### RECORDS FOR PROCESSING:
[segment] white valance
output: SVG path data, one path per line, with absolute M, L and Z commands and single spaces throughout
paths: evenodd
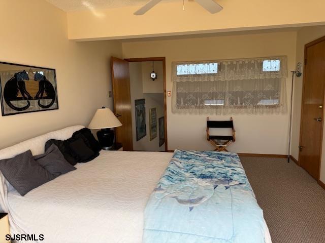
M 172 63 L 173 113 L 286 112 L 286 57 Z

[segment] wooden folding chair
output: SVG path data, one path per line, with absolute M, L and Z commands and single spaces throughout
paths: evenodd
M 211 136 L 210 128 L 231 128 L 233 136 Z M 210 120 L 209 116 L 207 121 L 207 140 L 215 147 L 214 151 L 228 151 L 226 147 L 236 141 L 236 131 L 234 128 L 233 118 L 230 120 Z M 224 142 L 225 141 L 225 142 Z M 222 142 L 223 141 L 223 142 Z

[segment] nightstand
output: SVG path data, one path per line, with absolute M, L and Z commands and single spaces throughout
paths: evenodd
M 108 149 L 108 150 L 123 151 L 123 146 L 120 143 L 114 143 L 113 146 Z
M 10 234 L 8 214 L 0 213 L 0 243 L 8 243 L 10 240 L 6 240 L 6 235 Z

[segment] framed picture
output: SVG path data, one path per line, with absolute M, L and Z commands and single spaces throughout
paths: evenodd
M 159 118 L 159 146 L 165 143 L 165 116 Z
M 157 109 L 152 108 L 149 110 L 150 141 L 157 137 Z
M 0 62 L 2 115 L 59 108 L 55 69 Z
M 141 99 L 135 101 L 136 106 L 136 130 L 137 141 L 139 141 L 147 135 L 146 128 L 146 100 Z

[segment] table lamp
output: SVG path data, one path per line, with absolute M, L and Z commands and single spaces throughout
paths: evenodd
M 111 128 L 120 127 L 122 124 L 108 108 L 98 109 L 88 128 L 101 129 L 97 132 L 97 138 L 103 149 L 108 150 L 113 145 L 114 131 Z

### WRITTEN REQUEST:
Rewrite the stretch from the start of the entries through the line that contains "M 211 136 L", changing "evenodd" to "nonzero" and keeping everything else the same. Return only those lines, and leave the pictures out.

### FULL SOLUTION:
[segment] white valance
output: SVG path data, one path per line, with absolute M, L and Z commands and single spaces throughout
paths: nonzero
M 172 63 L 173 113 L 286 112 L 286 57 Z

[segment] wooden folding chair
output: SVG path data, one path per line, with absolute M, L and Z commands and single spaces throughout
paths: nonzero
M 211 136 L 210 128 L 231 128 L 233 136 Z M 210 120 L 209 116 L 207 121 L 207 140 L 215 147 L 214 151 L 228 151 L 226 147 L 236 141 L 236 131 L 234 128 L 233 118 L 230 120 Z M 224 142 L 225 141 L 225 142 Z M 222 142 L 223 141 L 223 142 Z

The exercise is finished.